[文档片段]
首先要弄清楚 count() 的函数的语义。count() 是一个聚合函数,对于返回的结果集,一行行地进行判断,如果 count 函数的参数不是 NULL,累计值就加 1,否则不加。最后返回累计值。所以,count(*)、count(1)和count(主键) 都表示返回满足条件的结果集的总行数;而 count(字段),则表示返回满足条件的数据行里面字段不为 NULL 的总个数。
1.测试演示
以表fj_news为例,一共加载了15819行的数据,其中允许为null的字段title中存在3个null值。
create table fj_news
(
id serial not null ,
title varchar(100)
default '',
seo_title varchar(50) not null ,
zone_id integer
default 0 not null ,
primary key (id)
) ;
count(可空字段)
扫描全表,判断字段可空,扫描该字段所有值,判断字段是否为空,不为空则累加。
> select count(title) from fj_news;
(count)
15816
1 row(s) retrieved.
查看其执行计划,可以看到对全表做了完整的顺序扫描:
QUERY: (OPTIMIZATION TIMESTAMP: 07-20-2023 14:29:45)
------
select count(title) from fj_news
Estimated Cost: 1093
Estimated # of Rows Returned: 1
1) sinodb.fj_news: SEQUENTIAL SCAN
Query statistics:
-----------------
Table map :
----------------------------
Internal name Table name
----------------------------
t1 fj_news
type table rows_prod est_rows rows_scan time est_cost
-------------------------------------------------------------------
scan t1 15819 15819 15819 00:00.00 1094
type rows_prod est_rows rows_cons time
-------------------------------------------------
group 1 1 15819 00:00.00
count(非空字段)
扫描全表,判断字段不可空,按行累加。
> select count(seo_title) from fj_news;
(count)
15819
1 row(s) retrieved.
查看其执行计划,也是顺序扫描全表:
select count(seo_title) from fj_news
Estimated Cost: 1093
Estimated # of Rows Returned: 1
1) sinodb.fj_news: SEQUENTIAL SCAN
Query statistics:
-----------------
Table map :
----------------------------
Internal name Table name
----------------------------
t1 fj_news
type table rows_prod est_rows rows_scan time est_cost
-------------------------------------------------------------------
scan t1 15819 15819 15819 00:00.00 1094
type rows_prod est_rows rows_cons time
-------------------------------------------------
group 1 1 15819 00:00.00
count(id)
扫描全表,判断字段不可空,按行累加。
> select count(id) from fj_news;
(count)
15819
1 row(s) retrieved.

[小练习]
改写这段关于 count() 的文字，从“首先要弄清楚 count() 的函数的语义。count()”开始，到“title varchar(100)”结束，并把其中的“累计值”一律换成“计数值”。 作答时只依据上面这段关于 count() 的文字。

图像区域标注条目:
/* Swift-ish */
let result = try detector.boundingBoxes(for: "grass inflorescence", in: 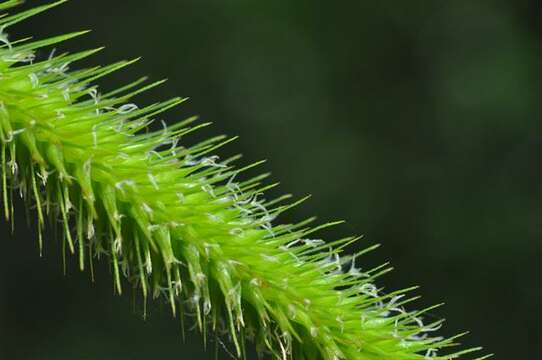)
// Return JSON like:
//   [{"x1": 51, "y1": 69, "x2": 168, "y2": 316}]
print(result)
[{"x1": 0, "y1": 0, "x2": 492, "y2": 360}]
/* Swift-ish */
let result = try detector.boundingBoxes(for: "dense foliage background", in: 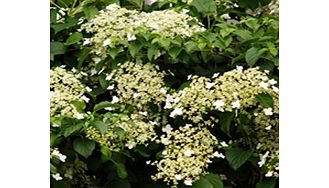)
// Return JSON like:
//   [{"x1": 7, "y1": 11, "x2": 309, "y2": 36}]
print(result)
[{"x1": 50, "y1": 0, "x2": 279, "y2": 188}]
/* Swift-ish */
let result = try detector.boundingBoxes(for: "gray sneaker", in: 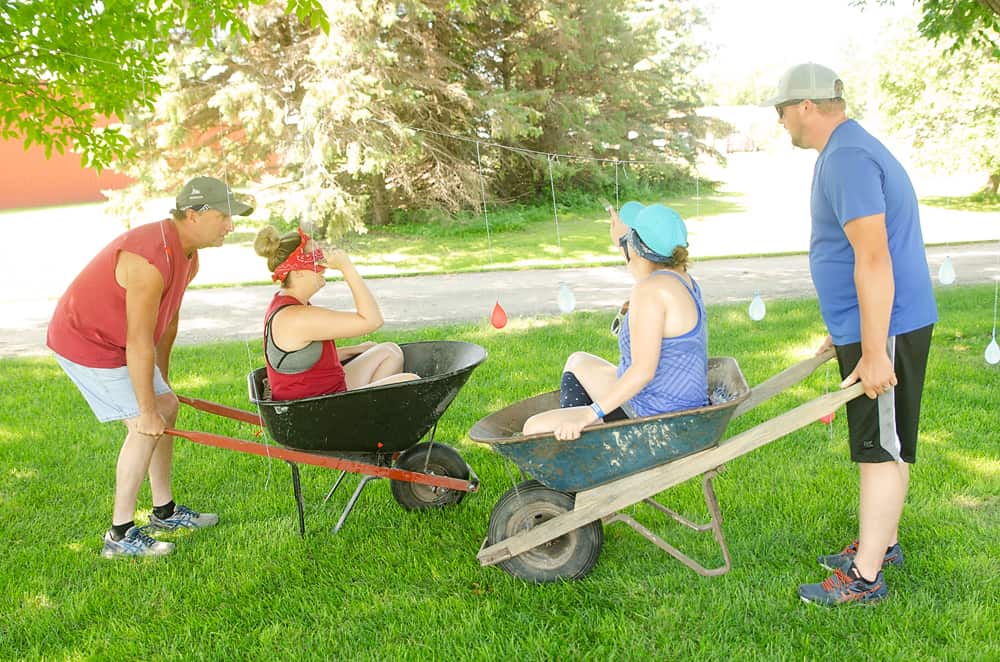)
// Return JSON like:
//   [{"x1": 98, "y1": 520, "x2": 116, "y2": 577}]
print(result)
[
  {"x1": 149, "y1": 506, "x2": 219, "y2": 531},
  {"x1": 101, "y1": 526, "x2": 174, "y2": 559}
]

[参考结果]
首先要弄清楚 count() 的函数的语义。count() 是一个聚合函数,对于返回的结果集,一行行地进行判断,如果 count 函数的参数不是 NULL,计数值就加 1,否则不加。最后返回计数值。所以,count(*)、count(1)和count(主键) 都表示返回满足条件的结果集的总行数;而 count(字段),则表示返回满足条件的数据行里面字段不为 NULL 的总个数。
1.测试演示
以表fj_news为例,一共加载了15819行的数据,其中允许为null的字段title中存在3个null值。
create table fj_news
(
id serial not null ,
title varchar(100)